### Data for review

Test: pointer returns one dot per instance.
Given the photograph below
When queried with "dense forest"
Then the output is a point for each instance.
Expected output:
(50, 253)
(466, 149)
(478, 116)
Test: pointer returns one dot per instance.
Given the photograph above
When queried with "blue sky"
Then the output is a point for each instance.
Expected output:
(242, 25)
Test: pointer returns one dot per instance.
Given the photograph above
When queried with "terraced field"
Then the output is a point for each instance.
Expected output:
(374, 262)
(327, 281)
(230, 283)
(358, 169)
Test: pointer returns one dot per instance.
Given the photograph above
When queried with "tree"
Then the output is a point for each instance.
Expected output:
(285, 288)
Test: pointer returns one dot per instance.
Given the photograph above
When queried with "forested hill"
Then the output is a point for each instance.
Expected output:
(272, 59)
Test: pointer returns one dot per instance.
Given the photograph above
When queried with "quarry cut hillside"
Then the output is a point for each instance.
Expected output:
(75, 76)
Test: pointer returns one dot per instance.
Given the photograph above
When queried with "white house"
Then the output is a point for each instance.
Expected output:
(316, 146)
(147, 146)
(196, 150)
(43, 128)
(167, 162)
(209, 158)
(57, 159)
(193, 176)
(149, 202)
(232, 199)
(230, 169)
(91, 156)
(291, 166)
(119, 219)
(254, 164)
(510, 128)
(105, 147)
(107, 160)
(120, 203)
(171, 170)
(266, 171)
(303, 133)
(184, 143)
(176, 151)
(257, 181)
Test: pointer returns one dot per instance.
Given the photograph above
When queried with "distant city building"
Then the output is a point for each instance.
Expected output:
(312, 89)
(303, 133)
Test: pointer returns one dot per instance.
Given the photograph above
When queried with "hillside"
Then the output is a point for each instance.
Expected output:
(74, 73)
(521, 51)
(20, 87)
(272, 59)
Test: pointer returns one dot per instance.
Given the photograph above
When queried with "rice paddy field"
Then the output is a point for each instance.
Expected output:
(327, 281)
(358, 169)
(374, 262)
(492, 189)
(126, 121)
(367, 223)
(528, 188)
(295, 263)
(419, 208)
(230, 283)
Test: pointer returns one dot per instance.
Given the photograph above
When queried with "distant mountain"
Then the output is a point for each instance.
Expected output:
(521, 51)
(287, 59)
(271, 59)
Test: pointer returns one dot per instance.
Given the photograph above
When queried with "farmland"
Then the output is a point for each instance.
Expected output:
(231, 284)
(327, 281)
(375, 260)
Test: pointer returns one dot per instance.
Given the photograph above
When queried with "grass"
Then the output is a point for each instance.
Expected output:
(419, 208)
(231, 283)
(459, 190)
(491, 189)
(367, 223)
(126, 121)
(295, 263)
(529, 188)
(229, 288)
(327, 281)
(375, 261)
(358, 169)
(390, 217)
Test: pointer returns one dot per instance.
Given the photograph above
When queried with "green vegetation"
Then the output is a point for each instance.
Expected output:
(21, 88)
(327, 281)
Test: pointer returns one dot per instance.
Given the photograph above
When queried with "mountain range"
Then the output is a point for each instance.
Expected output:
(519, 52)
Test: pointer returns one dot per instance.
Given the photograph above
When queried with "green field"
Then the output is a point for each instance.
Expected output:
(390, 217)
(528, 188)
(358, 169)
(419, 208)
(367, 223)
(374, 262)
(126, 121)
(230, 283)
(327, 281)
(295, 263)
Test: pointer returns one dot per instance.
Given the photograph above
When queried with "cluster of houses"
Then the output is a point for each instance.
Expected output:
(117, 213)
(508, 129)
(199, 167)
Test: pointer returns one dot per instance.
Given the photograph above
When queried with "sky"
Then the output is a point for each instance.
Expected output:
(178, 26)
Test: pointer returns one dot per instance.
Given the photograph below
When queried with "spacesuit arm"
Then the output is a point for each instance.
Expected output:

### Task statement
Looking at the records above, state the number of lines where the word "green" occurs, and write nothing beyond it.

### Solution to this problem
2